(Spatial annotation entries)
──────────────────────────────
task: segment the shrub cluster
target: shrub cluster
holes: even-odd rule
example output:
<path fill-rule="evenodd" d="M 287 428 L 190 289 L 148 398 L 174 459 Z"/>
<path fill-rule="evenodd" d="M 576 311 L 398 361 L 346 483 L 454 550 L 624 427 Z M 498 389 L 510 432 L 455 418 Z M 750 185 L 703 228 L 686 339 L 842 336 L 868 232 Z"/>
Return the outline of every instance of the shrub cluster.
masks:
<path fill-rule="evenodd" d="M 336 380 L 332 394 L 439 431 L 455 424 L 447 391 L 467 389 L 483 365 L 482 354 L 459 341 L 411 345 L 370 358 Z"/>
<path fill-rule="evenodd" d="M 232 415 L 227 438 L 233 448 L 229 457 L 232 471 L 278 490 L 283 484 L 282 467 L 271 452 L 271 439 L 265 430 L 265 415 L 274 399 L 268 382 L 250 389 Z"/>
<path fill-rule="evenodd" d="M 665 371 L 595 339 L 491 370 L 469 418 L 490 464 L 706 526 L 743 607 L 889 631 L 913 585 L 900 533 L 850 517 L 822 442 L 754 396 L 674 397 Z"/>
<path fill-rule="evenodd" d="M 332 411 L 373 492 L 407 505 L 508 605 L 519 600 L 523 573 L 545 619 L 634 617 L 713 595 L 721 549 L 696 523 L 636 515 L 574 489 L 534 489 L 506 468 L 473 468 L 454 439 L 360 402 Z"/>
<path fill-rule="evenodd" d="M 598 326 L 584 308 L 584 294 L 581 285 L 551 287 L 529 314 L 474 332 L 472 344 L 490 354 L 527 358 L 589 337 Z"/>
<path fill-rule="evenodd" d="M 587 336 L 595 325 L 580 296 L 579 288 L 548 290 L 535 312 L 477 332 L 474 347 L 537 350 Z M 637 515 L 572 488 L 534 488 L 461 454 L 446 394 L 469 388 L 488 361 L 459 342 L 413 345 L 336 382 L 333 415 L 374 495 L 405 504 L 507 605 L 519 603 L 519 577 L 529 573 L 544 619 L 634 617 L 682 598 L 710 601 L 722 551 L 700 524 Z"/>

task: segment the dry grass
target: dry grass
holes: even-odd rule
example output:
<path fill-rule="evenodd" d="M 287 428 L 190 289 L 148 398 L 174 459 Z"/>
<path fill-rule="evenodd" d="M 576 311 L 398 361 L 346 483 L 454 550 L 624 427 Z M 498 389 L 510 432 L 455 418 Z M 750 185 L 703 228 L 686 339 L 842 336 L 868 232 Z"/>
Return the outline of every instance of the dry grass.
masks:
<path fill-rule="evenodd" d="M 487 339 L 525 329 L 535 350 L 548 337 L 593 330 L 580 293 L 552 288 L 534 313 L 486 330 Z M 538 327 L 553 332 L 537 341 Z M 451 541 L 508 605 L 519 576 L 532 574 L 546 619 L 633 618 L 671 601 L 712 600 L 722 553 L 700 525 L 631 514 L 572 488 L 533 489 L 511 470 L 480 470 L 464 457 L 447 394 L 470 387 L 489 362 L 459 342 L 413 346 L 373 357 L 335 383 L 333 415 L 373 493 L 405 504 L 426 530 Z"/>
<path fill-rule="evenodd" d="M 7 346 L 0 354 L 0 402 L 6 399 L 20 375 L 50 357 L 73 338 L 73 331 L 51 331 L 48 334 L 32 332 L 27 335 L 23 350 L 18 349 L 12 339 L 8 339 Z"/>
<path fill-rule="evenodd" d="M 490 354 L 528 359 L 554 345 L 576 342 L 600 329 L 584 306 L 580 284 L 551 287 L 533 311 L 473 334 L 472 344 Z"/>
──────────────────────────────
Rewrite the entries from the start through the line containing "587 336 L 595", switching "shrub cluster" to "hedge row" throughout and leaving everything else unchanged.

Complete output:
task: segment the hedge row
target: hedge row
holes: even-odd rule
example output:
<path fill-rule="evenodd" d="M 287 428 L 190 289 L 148 398 L 174 459 Z"/>
<path fill-rule="evenodd" d="M 576 311 L 398 361 L 346 483 L 454 550 L 624 427 Z M 498 389 L 510 432 L 455 418 Z M 750 185 L 703 228 L 686 339 L 842 336 L 868 232 Z"/>
Return the outline of every instance of the hedge row.
masks:
<path fill-rule="evenodd" d="M 336 380 L 332 394 L 439 431 L 455 424 L 447 391 L 467 389 L 483 365 L 482 354 L 459 341 L 411 345 L 370 358 Z"/>
<path fill-rule="evenodd" d="M 232 415 L 227 438 L 233 448 L 229 457 L 232 471 L 278 490 L 283 484 L 282 467 L 271 452 L 271 439 L 265 430 L 265 415 L 274 399 L 268 382 L 250 389 Z"/>
<path fill-rule="evenodd" d="M 665 371 L 595 339 L 491 370 L 469 418 L 490 464 L 706 526 L 743 607 L 889 631 L 913 585 L 900 533 L 850 517 L 822 442 L 754 396 L 674 397 Z"/>
<path fill-rule="evenodd" d="M 332 411 L 373 492 L 407 505 L 508 605 L 519 600 L 523 573 L 545 619 L 634 617 L 713 595 L 721 549 L 696 523 L 636 515 L 574 489 L 534 489 L 506 468 L 473 468 L 454 439 L 360 402 Z"/>
<path fill-rule="evenodd" d="M 598 326 L 584 308 L 584 294 L 581 285 L 551 287 L 529 314 L 474 332 L 472 344 L 490 354 L 527 358 L 589 337 Z"/>
<path fill-rule="evenodd" d="M 587 336 L 595 325 L 580 296 L 579 288 L 548 290 L 535 312 L 477 332 L 474 347 L 537 350 Z M 637 515 L 572 488 L 534 488 L 461 454 L 446 394 L 469 388 L 488 361 L 459 342 L 413 345 L 336 382 L 333 415 L 374 495 L 405 504 L 507 605 L 519 603 L 519 577 L 529 573 L 544 619 L 634 617 L 682 598 L 710 601 L 722 551 L 700 524 Z"/>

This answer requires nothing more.